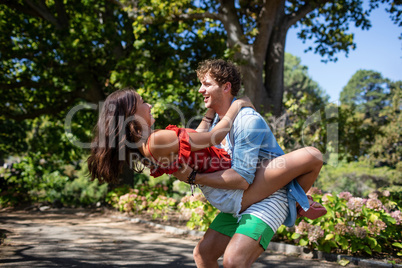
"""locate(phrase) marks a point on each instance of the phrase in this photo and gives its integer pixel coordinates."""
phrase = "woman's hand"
(183, 173)
(244, 102)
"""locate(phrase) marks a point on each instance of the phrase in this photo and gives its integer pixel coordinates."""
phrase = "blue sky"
(377, 49)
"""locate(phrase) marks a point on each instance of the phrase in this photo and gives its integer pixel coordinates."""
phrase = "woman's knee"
(202, 253)
(231, 261)
(315, 155)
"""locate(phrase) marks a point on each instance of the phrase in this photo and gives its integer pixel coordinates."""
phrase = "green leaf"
(373, 217)
(329, 236)
(367, 249)
(372, 242)
(398, 245)
(295, 236)
(343, 262)
(303, 242)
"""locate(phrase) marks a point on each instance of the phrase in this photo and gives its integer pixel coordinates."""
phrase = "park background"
(60, 59)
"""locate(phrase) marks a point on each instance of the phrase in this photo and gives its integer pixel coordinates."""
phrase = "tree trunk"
(274, 67)
(254, 86)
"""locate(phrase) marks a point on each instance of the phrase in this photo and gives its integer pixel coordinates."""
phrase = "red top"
(206, 160)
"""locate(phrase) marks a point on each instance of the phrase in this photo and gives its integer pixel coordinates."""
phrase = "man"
(241, 241)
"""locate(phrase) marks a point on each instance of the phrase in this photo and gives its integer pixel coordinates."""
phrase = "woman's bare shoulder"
(163, 142)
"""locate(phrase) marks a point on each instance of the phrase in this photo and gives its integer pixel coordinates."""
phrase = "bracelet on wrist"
(209, 118)
(191, 177)
(191, 180)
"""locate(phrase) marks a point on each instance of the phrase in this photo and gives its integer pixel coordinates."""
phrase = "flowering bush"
(199, 211)
(143, 198)
(352, 225)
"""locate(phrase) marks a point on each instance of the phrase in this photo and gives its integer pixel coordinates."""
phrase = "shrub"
(352, 225)
(198, 210)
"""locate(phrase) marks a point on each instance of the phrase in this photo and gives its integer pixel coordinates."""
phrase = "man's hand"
(183, 173)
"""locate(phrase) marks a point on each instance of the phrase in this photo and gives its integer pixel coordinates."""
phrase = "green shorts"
(249, 225)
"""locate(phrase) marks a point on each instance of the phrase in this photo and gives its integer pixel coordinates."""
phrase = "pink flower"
(314, 190)
(386, 193)
(376, 227)
(325, 199)
(375, 204)
(341, 228)
(373, 195)
(397, 215)
(302, 227)
(360, 232)
(345, 195)
(314, 233)
(355, 204)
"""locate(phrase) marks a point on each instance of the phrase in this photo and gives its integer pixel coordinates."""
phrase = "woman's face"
(143, 112)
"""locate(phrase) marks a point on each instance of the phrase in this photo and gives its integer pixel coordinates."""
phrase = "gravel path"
(84, 238)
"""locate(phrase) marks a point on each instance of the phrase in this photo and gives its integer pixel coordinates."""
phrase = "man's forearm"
(224, 179)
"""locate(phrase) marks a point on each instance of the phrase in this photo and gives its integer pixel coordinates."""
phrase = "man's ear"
(227, 87)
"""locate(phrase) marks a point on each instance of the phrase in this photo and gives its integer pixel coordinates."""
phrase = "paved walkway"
(81, 238)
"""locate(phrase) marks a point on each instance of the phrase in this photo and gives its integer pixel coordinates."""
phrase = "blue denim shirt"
(250, 140)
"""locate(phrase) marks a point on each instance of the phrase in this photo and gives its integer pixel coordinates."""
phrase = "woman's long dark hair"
(116, 134)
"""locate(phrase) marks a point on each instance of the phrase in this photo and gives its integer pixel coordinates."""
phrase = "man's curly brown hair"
(222, 71)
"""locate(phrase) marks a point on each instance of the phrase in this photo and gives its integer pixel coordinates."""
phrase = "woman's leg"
(304, 165)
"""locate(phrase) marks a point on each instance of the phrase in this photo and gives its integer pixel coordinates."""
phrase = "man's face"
(212, 92)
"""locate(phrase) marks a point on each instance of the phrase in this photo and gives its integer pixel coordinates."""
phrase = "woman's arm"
(206, 121)
(203, 140)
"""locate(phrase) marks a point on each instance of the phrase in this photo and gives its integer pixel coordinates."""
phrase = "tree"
(56, 55)
(303, 122)
(256, 32)
(368, 92)
(370, 107)
(387, 147)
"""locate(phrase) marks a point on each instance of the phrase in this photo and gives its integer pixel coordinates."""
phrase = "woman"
(124, 128)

++++++++

▶ _DESCRIPTION OF THE TASK_
In the copy, include no pictures; otherwise transcribe the entries exactly.

▶ _FINISHED TASK_
"""locate(phrase) marks a point on each instance of the phrase in this photo and gives its integer pixel coordinates."""
phrase = "woman's hand"
(183, 173)
(244, 102)
"""locate(phrase) marks a point on each instance of the phrase in this photo and gives its integer pixel coordinates."""
phrase = "blue sky"
(377, 49)
"""locate(phrase) marks a point on each instance of the phrase in this photo and gives its integer pixel coordinates."""
phrase = "woman's knee"
(202, 253)
(231, 261)
(315, 155)
"""locate(phrase) marks a point on each instance of the phrase in this photo and gives its integer pixel coordinates."""
phrase = "green leaf"
(373, 217)
(329, 236)
(367, 249)
(372, 242)
(398, 245)
(295, 236)
(343, 262)
(303, 242)
"""locate(phrase) marks a point on each instance of the phrase in this photo and gives its integer pixel coordinates."""
phrase = "park background"
(60, 59)
"""locate(phrase) marks a point on each instance of the phrase in this photo and gives its integer pixel coordinates."""
phrase = "tree trunk"
(274, 67)
(254, 86)
"""locate(phrase) marks a point on each instance of the phrase in this photo and gives its integer pixel coordinates."""
phrase = "red top"
(206, 160)
"""locate(phrase) marks a point on each instance of the phrase in this photo and gives its integer pixel coordinates."""
phrase = "man"
(241, 241)
"""locate(phrase) marks a point on each instance of the phrase in this photo and gives its integer pixel coordinates."""
phrase = "woman's bare shoulder"
(163, 142)
"""locate(phrase) marks a point on each instance of the phrase in this photo and gives its integer pixel coordinates."""
phrase = "bracelet on wrist"
(209, 118)
(191, 177)
(191, 180)
"""locate(phrase) marks a point on each instance of the phrase in this photo and gives its integer pixel coordinates."""
phrase = "flowering bush"
(199, 211)
(143, 198)
(352, 225)
"""locate(phrase) marks a point on each instance of the phrase in this photo and gives its integer pixel coordinates."""
phrase = "shrub"
(352, 225)
(198, 210)
"""locate(phrase) marks a point on each instance of the phrase in this photo and gives its integer pixel coordinates."""
phrase = "man's hand"
(183, 173)
"""locate(phrase) marks a point on each instance of the phrase in this photo and gives its integer pixel coordinates."""
phrase = "green shorts"
(249, 225)
"""locate(phrase) marks a point on each instance of the phrase in this photo and gives its integer pixel coordinates."""
phrase = "pink flower"
(314, 190)
(386, 193)
(376, 227)
(325, 199)
(375, 204)
(341, 228)
(373, 195)
(397, 215)
(302, 227)
(360, 232)
(345, 195)
(314, 233)
(355, 204)
"""locate(phrase) marks a point on each instance of the phrase in this photo and gives its integer pixel coordinates."""
phrase = "woman's face"
(143, 112)
"""locate(phrase) marks a point on each instance of the phrase in this photo and gives its integer pixel coordinates."""
phrase = "gravel path"
(84, 238)
"""locate(phrase) marks a point on each instance of the phrase in this photo and gives its integer pixel coordinates."""
phrase = "man's forearm"
(224, 179)
"""locate(phrase) marks a point on each instance of the phrase in this photo and gives its integer pixel coordinates."""
phrase = "man's ear"
(227, 87)
"""locate(phrase) marks a point on each instance of the phrase in this photo and gives its integer pixel coordinates."""
phrase = "paved walkway"
(81, 238)
"""locate(phrase) marks a point on each instance of the phrase in this photo and gives its integer pixel coordinates."""
phrase = "blue denim shirt"
(250, 140)
"""locate(phrase) marks a point on each instance of the phrase in this photo and gives its integer pixel coordinates."""
phrase = "woman's long dark hair"
(116, 134)
"""locate(phrase) marks a point on each instance of the phrase in this photo and gives its integer pixel coordinates."""
phrase = "man's curly brown hair"
(222, 71)
"""locate(phrase) marks a point on each instance of the phrase in this photo and gives its integer pixel coordinates."""
phrase = "woman's leg"
(304, 165)
"""locate(phrase) marks a point on each instance of the phrase in this photo and gives its integer pixel coordinates."""
phrase = "man's face"
(212, 92)
"""locate(phrase) marks a point on each instance of the phrase in this photo and gives its integer pixel coordinates."""
phrase = "woman's arm"
(206, 121)
(203, 140)
"""locate(phrase) marks a point on each instance of the phrase in this photo and gives its integer pixel coordinates."""
phrase = "tree"
(56, 55)
(303, 122)
(256, 32)
(368, 92)
(370, 107)
(387, 147)
"""locate(phrase) marks a point on each instance of the phrase in this photo and gives its integer pixel coordinates."""
phrase = "woman"
(124, 128)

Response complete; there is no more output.